TASK OBJECTIVE:
The lines to return are the one containing "Target: paved sidewalk" and all that follow it in the entries below, duplicated exactly and nothing else.

Top of PROVIDED INFORMATION

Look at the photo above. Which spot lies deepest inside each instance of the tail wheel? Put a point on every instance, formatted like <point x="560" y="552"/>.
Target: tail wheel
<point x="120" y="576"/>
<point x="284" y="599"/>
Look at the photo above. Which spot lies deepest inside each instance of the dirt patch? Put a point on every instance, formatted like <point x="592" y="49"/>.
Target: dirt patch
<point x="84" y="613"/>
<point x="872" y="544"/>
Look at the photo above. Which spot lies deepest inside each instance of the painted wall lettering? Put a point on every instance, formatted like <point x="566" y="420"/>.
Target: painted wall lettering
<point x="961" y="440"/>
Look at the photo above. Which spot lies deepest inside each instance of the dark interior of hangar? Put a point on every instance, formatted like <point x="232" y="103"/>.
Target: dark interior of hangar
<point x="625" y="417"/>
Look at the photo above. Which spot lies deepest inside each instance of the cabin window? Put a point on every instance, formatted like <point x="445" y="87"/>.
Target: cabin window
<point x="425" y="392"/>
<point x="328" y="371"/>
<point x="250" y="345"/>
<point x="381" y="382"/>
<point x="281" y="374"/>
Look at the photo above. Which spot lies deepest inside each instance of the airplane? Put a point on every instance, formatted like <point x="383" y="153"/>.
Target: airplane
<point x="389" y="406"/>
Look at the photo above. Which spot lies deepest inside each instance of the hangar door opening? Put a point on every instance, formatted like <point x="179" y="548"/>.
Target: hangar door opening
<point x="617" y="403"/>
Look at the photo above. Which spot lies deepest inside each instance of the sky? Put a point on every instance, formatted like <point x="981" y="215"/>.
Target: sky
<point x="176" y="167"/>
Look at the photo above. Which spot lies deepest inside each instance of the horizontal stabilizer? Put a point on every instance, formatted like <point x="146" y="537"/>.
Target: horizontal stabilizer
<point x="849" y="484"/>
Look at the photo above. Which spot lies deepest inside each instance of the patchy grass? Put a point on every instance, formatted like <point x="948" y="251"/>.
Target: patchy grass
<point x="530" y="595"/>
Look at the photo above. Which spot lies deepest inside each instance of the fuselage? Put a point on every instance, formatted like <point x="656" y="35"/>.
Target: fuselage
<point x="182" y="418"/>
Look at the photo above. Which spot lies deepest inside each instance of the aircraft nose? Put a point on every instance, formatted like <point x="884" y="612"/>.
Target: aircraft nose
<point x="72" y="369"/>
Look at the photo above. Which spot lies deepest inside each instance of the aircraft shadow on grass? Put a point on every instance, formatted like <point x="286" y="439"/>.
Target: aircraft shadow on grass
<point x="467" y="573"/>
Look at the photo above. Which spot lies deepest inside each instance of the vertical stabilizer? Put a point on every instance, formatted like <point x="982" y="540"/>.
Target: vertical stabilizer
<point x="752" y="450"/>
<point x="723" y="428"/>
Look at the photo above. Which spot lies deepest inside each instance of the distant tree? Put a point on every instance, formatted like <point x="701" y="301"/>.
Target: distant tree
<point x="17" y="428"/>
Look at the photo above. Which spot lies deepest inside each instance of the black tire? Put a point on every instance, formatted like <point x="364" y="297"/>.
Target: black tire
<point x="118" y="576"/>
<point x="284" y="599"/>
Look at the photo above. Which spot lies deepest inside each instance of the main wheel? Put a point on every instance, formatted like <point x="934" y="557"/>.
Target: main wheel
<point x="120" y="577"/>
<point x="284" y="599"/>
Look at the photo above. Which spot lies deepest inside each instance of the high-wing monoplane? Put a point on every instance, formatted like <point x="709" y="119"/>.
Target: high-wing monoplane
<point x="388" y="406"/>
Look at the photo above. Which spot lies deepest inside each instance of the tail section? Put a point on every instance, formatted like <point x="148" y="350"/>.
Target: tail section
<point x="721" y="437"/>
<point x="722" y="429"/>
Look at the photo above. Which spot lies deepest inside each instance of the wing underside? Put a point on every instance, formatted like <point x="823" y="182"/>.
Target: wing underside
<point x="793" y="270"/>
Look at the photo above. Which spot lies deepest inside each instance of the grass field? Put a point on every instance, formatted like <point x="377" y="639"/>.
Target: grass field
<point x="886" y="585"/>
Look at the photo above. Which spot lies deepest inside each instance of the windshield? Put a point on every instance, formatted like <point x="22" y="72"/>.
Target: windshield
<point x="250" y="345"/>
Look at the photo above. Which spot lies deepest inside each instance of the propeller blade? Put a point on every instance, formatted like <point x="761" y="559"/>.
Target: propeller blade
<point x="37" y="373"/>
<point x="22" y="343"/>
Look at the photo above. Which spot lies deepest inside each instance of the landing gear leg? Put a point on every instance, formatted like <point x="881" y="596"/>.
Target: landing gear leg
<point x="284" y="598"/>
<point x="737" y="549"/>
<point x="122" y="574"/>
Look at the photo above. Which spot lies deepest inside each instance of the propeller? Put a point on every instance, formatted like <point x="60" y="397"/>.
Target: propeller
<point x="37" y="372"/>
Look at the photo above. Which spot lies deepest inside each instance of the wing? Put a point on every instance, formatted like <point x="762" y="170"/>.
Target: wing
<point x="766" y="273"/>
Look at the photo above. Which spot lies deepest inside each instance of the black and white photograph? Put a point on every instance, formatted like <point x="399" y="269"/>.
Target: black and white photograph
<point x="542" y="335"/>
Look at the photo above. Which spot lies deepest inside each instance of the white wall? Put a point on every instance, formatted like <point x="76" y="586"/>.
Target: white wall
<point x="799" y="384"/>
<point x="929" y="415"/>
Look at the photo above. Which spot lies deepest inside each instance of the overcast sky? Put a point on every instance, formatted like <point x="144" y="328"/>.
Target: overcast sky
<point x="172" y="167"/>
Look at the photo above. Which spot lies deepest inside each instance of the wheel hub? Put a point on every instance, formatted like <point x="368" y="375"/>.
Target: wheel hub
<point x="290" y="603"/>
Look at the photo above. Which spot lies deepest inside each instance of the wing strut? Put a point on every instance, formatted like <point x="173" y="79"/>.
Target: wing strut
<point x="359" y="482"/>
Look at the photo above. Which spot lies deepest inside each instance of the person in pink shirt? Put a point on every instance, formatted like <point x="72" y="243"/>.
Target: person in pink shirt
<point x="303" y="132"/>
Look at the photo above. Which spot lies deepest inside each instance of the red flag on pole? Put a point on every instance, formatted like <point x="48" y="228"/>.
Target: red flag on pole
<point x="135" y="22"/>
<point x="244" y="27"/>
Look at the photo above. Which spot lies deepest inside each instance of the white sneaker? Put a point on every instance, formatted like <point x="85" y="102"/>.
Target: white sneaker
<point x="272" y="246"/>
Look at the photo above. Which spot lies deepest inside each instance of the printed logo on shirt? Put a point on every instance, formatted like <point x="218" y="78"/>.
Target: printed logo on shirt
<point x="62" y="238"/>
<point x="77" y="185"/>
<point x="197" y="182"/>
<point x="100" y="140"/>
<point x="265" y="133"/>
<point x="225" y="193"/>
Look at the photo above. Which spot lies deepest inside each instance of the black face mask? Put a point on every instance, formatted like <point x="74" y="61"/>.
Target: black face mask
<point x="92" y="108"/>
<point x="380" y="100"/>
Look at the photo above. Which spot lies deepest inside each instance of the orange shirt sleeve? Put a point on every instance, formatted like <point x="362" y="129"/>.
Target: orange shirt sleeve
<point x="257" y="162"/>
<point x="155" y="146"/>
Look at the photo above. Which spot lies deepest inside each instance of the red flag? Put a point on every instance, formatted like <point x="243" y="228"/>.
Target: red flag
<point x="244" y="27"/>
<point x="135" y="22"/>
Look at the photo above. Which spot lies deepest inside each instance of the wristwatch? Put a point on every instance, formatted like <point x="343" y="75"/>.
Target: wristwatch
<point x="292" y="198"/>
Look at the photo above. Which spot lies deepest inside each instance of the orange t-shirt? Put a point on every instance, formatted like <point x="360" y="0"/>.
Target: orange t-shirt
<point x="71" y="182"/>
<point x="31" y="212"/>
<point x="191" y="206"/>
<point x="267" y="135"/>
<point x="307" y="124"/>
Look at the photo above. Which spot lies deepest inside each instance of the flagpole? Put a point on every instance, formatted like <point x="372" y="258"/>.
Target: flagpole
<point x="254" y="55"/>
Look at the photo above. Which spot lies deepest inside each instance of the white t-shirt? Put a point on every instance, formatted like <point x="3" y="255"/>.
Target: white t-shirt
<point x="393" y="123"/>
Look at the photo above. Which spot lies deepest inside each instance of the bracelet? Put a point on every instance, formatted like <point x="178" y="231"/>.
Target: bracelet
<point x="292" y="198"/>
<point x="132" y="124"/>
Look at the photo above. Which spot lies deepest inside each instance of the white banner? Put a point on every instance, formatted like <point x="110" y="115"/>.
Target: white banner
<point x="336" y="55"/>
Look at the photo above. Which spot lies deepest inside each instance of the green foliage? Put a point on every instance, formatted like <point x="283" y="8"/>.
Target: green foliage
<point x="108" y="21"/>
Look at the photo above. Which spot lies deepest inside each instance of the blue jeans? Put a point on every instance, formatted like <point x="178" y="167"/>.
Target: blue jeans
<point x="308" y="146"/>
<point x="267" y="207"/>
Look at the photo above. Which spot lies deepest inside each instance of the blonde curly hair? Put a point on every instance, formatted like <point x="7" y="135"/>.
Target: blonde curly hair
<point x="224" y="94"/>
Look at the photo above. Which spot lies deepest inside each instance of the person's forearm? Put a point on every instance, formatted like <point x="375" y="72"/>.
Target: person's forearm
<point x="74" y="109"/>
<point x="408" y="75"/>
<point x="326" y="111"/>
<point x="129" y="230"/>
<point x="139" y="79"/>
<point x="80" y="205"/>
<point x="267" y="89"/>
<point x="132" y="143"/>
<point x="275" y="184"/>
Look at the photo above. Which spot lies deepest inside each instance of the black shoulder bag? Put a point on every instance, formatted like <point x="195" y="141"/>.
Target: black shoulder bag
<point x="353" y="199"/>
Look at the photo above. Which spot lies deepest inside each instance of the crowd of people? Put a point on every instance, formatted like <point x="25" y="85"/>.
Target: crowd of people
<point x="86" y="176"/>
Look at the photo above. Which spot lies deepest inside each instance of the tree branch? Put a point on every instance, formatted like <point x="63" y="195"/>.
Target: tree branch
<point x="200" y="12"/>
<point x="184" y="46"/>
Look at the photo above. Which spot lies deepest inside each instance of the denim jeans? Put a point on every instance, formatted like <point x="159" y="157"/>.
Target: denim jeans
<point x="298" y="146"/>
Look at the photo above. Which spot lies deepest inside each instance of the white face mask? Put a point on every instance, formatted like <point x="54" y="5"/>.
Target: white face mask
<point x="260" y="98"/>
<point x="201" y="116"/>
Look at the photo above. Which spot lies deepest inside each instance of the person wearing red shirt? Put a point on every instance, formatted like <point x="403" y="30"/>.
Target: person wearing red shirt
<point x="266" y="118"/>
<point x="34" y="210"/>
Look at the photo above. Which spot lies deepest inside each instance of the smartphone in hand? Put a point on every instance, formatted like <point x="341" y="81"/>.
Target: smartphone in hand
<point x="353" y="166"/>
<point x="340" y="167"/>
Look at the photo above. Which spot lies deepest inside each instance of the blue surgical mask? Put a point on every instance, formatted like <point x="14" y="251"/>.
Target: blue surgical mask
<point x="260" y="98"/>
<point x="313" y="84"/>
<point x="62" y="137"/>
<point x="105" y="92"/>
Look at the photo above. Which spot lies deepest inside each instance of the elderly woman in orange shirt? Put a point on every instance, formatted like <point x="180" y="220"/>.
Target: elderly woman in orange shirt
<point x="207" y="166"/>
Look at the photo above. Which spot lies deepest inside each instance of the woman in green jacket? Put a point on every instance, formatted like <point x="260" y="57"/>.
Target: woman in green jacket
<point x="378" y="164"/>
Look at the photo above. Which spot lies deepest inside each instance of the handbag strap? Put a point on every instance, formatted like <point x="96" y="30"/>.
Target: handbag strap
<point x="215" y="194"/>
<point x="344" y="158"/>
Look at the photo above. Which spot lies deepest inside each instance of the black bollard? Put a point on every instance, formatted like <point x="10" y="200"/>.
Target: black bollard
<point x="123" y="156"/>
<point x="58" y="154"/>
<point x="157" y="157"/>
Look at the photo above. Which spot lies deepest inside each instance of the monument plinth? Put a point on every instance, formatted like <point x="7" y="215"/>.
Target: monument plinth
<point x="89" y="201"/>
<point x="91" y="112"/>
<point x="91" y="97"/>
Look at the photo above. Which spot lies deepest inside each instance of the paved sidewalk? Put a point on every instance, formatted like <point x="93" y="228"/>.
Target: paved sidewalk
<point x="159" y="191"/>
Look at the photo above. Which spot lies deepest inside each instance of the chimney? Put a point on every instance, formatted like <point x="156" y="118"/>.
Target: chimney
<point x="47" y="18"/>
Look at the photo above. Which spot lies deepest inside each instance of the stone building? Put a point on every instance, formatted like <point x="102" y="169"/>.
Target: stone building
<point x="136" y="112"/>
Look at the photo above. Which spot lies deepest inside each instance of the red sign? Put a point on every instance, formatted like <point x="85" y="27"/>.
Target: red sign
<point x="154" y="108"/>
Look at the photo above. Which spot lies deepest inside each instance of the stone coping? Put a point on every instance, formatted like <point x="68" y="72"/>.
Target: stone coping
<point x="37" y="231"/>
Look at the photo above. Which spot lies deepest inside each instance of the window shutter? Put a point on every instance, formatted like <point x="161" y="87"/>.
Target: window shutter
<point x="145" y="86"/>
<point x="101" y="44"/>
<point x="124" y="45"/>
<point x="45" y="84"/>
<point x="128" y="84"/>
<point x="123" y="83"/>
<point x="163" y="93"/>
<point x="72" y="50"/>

Bottom of PROVIDED INFORMATION

EXERCISE SOLUTION:
Target: paved sidewalk
<point x="159" y="191"/>
Look at the photo above. Which spot lies deepest inside each instance of the chimney? Put a point on every instance, formatted like <point x="156" y="118"/>.
Target: chimney
<point x="47" y="18"/>
Look at the photo above. Which spot lies deepest inside each instance of the stone building? Put a point on every instance, formatted like <point x="102" y="169"/>.
Target: stone building
<point x="136" y="112"/>
Look at the photo above. Which spot lies deepest inside each instance of the red sign? Put a point on every instance, formatted like <point x="85" y="27"/>.
Target: red sign
<point x="154" y="108"/>
Look at the photo above. Which spot lies deepest inside each instance of the stone coping? Put a point on every instance, formatted like <point x="68" y="72"/>.
Target: stone coping
<point x="37" y="231"/>
Look at the photo above. Which spot lies deepest inside each instance of the window shutter? Put a point on every instance, formatted like <point x="161" y="87"/>.
Target: window shutter
<point x="145" y="86"/>
<point x="101" y="44"/>
<point x="124" y="45"/>
<point x="45" y="84"/>
<point x="128" y="84"/>
<point x="123" y="83"/>
<point x="163" y="93"/>
<point x="72" y="50"/>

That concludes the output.